[Text segment]
▼
[libc++] Document our ABI guarantees and what ABI flags exist to modify these guarantees (#132615)

This commit is contained in:
Nikolas Klauser
2025-06-10 12:59:08 +02:00
committed by GitHub
parent fb054e6cf2
commit f2fede6095
5 changed files with 254 additions and 102 deletions

View File

@@ -0,0 +1,210 @@
.. _ABIGuarantees:
=======================
libc++'s ABI Guarantees
=======================
libc++ provides multiple types of ABI guarantees. These include stability of the layout of structs, the linking of TUs
built against different versions and configurations of the library, and more. This document describes what guarantees
libc++ provides in these different areas as well as what options exist for vendors to affect these guarantees.
Note that all of the guarantees listed below come with an asterisk that there may be circumstances where we deem it
worth it to break that guarantee. These breaks are communicated to vendors by CCing #libcxx-vendors on GitHub. If you
are a vendor, please ask to be added to that group to be notified about changes that potentially affect you.
ABI flags
=========
All the ABI flags listed below can be added to the ``__config_site`` header by the vendor to opt in to an ABI breaking
change. These flags should never be set by the user. When porting libc++ to a new platform, vendord should consider
which flags to enable, assuming that ABI stability is relevant to them. Please contact the libc++ team on Discord or
through other means to be able to make an informed decision on which flags make sense to enable, and to avoid enabling
flags which may not be stable. Flags can be enabled via the ``LIBCXX_ABI_DEFINES`` CMake option.
Stability of the Layout of Structs
==================================
The layout of any user-observable struct is kept stable across versions of the library and any user-facing options
documented :ref:`here <libcxx-configuration-macros>`. There are a lot of structs that have internal names, but are none
the less observable by users; for example through public aliases to these types or because they affect the layout of
other types.
There are multiple ABI flags which affect the layout of certain structs:
``_LIBCPP_ABI_ALTERNATE_STRING_LAYOUT``
---------------------------------------
This changes the internal layout of ``basic_string`` to move the section that is used for the internal buffer to the
front, making it eight byte aligned instead of being unaligned, improving the performance of some operations
significantly.
``_LIBCPP_ABI_NO_ITERATOR_BASES``
---------------------------------
This removes the ``iterator`` base class from ``back_insert_iterator``, ``front_insert_iterator``, ``insert_iterator``,
``istream_iterator``, ``ostream_iterator``, ``ostreambuf_itreator``, ``reverse_iterator``, and ``raw_storage_iterator``.
This doesn't directly affect the layout of these types in most cases, but may result in more padding being used when
they are used in combination, for example ``reverse_iterator<reverse_iterator<T>>``.
``_LIBCPP_ABI_VARIANT_INDEX_TYPE_OPTIMIZATION``
-------------------------------------------------
This changes the index type used inside ``variant`` to the smallest required type to reduce the datasize of variants in
most cases.
``_LIBCPP_ABI_OPTIMIZED_FUNCTION``
----------------------------------
This significantly restructures how ``function`` is written to provide better performance, but is currently not ABI
stable.
▲
[Data for the task]
▼
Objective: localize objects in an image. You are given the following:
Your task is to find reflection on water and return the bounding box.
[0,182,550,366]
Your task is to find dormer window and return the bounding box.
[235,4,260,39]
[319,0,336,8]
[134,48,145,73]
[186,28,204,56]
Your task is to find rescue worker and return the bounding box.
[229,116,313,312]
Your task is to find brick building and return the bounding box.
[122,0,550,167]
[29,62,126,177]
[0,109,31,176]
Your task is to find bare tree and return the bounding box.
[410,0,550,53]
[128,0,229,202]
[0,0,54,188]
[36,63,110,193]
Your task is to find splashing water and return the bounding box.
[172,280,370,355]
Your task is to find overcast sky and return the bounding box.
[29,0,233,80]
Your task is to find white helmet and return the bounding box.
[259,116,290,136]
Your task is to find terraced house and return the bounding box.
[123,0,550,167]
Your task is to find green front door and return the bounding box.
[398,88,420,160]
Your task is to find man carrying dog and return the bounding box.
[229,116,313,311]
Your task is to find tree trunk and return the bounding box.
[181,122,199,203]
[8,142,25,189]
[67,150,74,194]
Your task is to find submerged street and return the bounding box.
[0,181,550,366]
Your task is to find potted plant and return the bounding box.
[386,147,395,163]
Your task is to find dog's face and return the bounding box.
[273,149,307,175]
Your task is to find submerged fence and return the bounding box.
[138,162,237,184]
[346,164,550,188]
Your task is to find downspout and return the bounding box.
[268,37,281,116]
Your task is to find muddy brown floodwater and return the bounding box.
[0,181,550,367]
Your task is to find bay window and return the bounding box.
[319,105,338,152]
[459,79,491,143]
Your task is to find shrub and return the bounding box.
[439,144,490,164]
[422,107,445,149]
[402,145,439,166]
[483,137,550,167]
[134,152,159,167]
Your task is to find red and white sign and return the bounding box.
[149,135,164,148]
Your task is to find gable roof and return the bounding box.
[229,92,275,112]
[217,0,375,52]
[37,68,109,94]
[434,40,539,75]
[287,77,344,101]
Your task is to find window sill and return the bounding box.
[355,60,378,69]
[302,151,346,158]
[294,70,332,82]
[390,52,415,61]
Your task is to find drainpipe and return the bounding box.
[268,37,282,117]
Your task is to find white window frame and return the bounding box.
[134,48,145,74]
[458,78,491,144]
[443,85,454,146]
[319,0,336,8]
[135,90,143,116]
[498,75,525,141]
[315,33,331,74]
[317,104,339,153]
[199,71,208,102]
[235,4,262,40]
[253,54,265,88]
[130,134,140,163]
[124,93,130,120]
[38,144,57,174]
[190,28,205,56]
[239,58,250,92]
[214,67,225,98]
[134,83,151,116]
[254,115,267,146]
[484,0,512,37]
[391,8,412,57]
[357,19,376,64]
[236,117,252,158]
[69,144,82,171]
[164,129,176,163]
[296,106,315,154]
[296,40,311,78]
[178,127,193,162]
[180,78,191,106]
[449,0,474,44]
▲
[Given problem 1]
Condense the paragraph of the libc++ ABI documentation that begins "All the ABI flags listed below" into a bulleted list that keeps its main facts.
[Given problem 2]
Put the lines of the listing between the line holding "Your task is to find red" and the line holding "[268,37,282,117]", inclusive, into a JSON list of strings, with one string per line and blank lines omitted.
The listing has no connection to the libc++ ABI documentation.

[Exercise response 1]
- A vendor can add any of the ABI flags to the `__config_site` header to opt in to an ABI-breaking change.
- Users should never set these flags.
- When porting libc++ to a new platform, decide which flags to enable if ABI stability matters.
- Contact the libc++ team on Discord or by other means to choose flags sensibly and avoid ones that may not be stable.
- Enable flags through the `LIBCXX_ABI_DEFINES` CMake option.

[Exercise response 2]
[
  "Your task is to find red and white sign and return the bounding box.",
  "[149,135,164,148]",
  "Your task is to find gable roof and return the bounding box.",
  "[229,92,275,112]",
  "[217,0,375,52]",
  "[37,68,109,94]",
  "[434,40,539,75]",
  "[287,77,344,101]",
  "Your task is to find window sill and return the bounding box.",
  "[355,60,378,69]",
  "[302,151,346,158]",
  "[294,70,332,82]",
  "[390,52,415,61]",
  "Your task is to find drainpipe and return the bounding box.",
  "[268,37,282,117]"
]